Start of Document excerpt

In this HW, we will code both the primal and dual form of SVM and utilize a general quadratic programming (quadprog package) solve to help us obtain the solution.

Question 1 [50 Points] Sovling SVM using Quadratic Programming

Install the quadprog package. The same package is also available in Python. However, make sure to read their documentations carefully. We will utilize the function solve.QP to solve SVM. This function is trying to perform the minimization problem: \[\begin{align} \text{minimize} & \quad \frac{1}{2} b^T \mathbf{D} b - d^T b, \nonumber \\ \text{subject to} & \quad \mathbf{A}^T b \geq b_0, \nonumber \end{align}\] where \(b\) is the unknown parameter. For more details, read the documentation of the package on CRAN. Use our the provided training data. This is a linearly separable problem.

# this is how I generate the data
# set.seed(3)
# n = 30
# p = 2
# xpos = matrix(rnorm(n*p, mean=0, sd=1), n, p)
# xneg = matrix(rnorm(n*p, mean=3, sd=1), n, p)
# x = rbind(xpos, xneg)

End of Document excerpt
Start of Exercise data

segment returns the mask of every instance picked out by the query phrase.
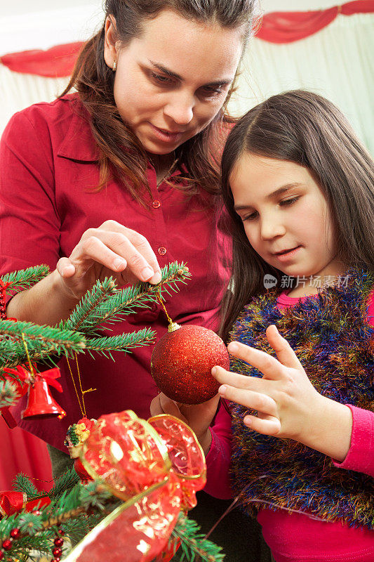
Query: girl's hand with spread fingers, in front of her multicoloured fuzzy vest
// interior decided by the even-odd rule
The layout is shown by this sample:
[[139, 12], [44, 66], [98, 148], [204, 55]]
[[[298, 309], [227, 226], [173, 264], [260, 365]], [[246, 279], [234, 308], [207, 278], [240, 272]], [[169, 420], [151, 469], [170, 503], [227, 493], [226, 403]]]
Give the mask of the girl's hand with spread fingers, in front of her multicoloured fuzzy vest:
[[[253, 365], [263, 377], [246, 377], [213, 367], [213, 376], [222, 384], [220, 396], [257, 410], [257, 417], [248, 414], [243, 422], [258, 433], [297, 440], [344, 459], [352, 431], [349, 408], [316, 391], [295, 352], [274, 325], [267, 328], [266, 335], [278, 359], [238, 341], [227, 346], [229, 353]], [[343, 435], [331, 435], [329, 439], [326, 431], [334, 431], [335, 425]]]

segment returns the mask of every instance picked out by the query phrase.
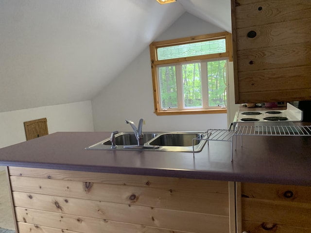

End of Exercise data

* [Task objective]
Carry the SVM homework excerpt forward from its last line of commented data-generation code. The listing is separate material, apart from the SVM homework excerpt.

* [Exercise output]
# y = matrix(c(rep(1, n), rep(-1, n)))
# 
# train = data.frame(x1 = x[, 1], x2 = x[, 2], y = y)
# write.csv(train, "SVM-Q1.csv", row.names = FALSE)

train = read.csv("SVM-Q1.csv")
x = as.matrix(train[, 1:2])
y = train[, 3]

plot(x, col=ifelse(y>0,"darkorange", "deepskyblue"), pch = 19, xlab = "x1", ylab = "x2")
legend("topleft", c("Positive","Negative"), col=c("darkorange", "deepskyblue"), 
       pch=c(19, 19), text.col=c("darkorange", "deepskyblue"))

a) [25 points] The Primal Form

Use the formulation defined on page 13 of the SVM lecture note. The primal problem is

\[ \begin{align} \quad \underset{\beta_{0}, \boldsymbol{\beta}}{\text{minimize}} &\quad \frac{1}{2} \|\boldsymbol{\beta}\|^{2} \\ \text{subject to} &\quad y_{i}\left(x_{i}^{\top} \boldsymbol{\beta}+\beta_{0}\right) \geq 1, \,\, \text{for} \,\, i=1, \ldots, n \end{align} \]

Perform the following:

  • Let \(b = (\beta_0, \boldsymbol \beta)\) in the solve.QP() function. Properly define \(\mathbf{D}\), \(d\), \(\mathbf{A}\) and \(b_0\) corresponding to this \(b\) for the linearly separable SVM primal problem.
  • Calculate the decision function by solving this optimization problem with the solve.QP() function.
  • Report our \(\beta_0\) and \(\boldsymbol \beta\)
  • Plot the decision line on top the previous training data scatter plot. Include the two margin lines. Clearly mark the support vectors.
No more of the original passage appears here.